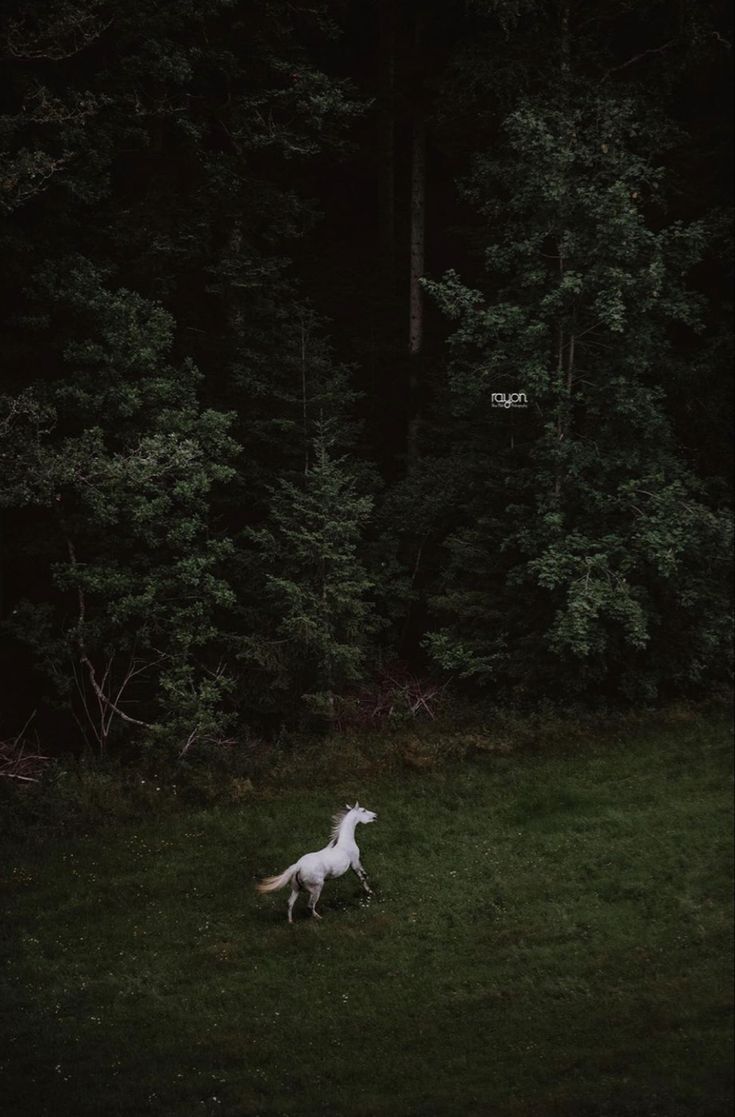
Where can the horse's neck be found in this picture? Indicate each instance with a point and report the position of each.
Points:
(346, 836)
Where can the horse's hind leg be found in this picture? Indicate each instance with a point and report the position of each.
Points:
(315, 893)
(292, 899)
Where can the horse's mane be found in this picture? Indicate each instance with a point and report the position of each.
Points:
(336, 822)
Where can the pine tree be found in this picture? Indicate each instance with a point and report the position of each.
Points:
(583, 564)
(307, 563)
(120, 460)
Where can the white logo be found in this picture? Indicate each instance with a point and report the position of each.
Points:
(509, 400)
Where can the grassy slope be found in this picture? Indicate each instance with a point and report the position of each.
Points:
(550, 936)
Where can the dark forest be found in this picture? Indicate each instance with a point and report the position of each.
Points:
(356, 349)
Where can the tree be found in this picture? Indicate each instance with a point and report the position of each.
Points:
(583, 563)
(306, 562)
(118, 459)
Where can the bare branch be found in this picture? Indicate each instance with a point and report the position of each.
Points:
(637, 58)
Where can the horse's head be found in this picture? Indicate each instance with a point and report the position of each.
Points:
(362, 813)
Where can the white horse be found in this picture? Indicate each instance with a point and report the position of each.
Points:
(313, 869)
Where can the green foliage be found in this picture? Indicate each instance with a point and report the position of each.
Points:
(599, 552)
(306, 564)
(120, 459)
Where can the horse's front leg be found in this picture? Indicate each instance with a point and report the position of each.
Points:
(362, 876)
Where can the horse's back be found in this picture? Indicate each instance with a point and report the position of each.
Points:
(315, 868)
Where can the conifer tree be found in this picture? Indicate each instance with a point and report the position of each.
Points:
(308, 567)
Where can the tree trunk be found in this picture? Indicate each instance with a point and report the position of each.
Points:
(417, 250)
(387, 144)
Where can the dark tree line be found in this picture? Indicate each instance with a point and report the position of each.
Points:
(343, 334)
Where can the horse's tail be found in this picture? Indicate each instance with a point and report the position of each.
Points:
(273, 884)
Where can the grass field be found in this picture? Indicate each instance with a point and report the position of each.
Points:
(550, 935)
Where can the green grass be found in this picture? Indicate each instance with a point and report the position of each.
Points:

————

Exercise description: Return every line of the records exactly as given, pictures excluded.

Solution for this problem:
Where can the horse's neck be found in this picture? Indicate each instance with a point and report the position of each.
Points:
(346, 836)
Where can the horse's hind leg be found in this picture? Indicate each instance with a point and report the position of each.
Points:
(315, 893)
(292, 899)
Where can the horse's mane be found in this picture? Indicate each instance with a point and report the position of each.
Points:
(336, 822)
Where can the pine tree be found in this picture? Indicate each instance with a point and report the position of each.
Points:
(583, 564)
(307, 563)
(120, 460)
Where can the white logo be found in this picture? Indicate each instance with a point and report the position of each.
Points:
(509, 400)
Where can the grassy slope be found in this picture? Indicate each instance with a point and report the position of each.
Points:
(550, 936)
Where can the dark forest be found in this picture? Indicate each instance with a point and report the position of each.
Points:
(356, 349)
Where can the tree be found in this picture? Indicate each instance with a point and report the position of each.
Points:
(583, 563)
(306, 562)
(118, 459)
Where can the bare branch be found in this picture? Indicate each instance with a point and report the position of each.
Points:
(637, 58)
Where can the horse's head be found in this picture? Indicate each instance with a point and report the position of each.
Points:
(362, 813)
Where can the white horse be found in this picture? Indicate each instance with a point and report the position of each.
Points:
(313, 869)
Where can the green foliage be found in this picture? Indicate each instance with a point and report the position of each.
Points:
(599, 552)
(306, 564)
(120, 459)
Where can the horse's front leg be found in this picture? Indicate each instance with a point and report the position of each.
Points:
(362, 876)
Where can the horse's back be found in this picture? Indicate each instance with a point and report the position of each.
Points:
(315, 868)
Where can the conifer tree be found in this picture? Indicate each instance with a point and report the position of each.
Points:
(308, 567)
Where can the tree trunk be found in this picture? Indicate each instance with a point and report the position of each.
Points:
(417, 250)
(387, 144)
Where can the dark tree line be found in this picture? Indicate each instance with a point and report the position of each.
Points:
(343, 334)
Where can the horse's tail be found in this picture? Indicate each instance with a point and report the position of each.
Points:
(273, 884)
Where can the grass field be found in this picture? Indicate each instance with a point and report the position of each.
Points:
(550, 935)
Where can the green grass be found in this picture? Indicate each instance with a point and report the position of each.
Points:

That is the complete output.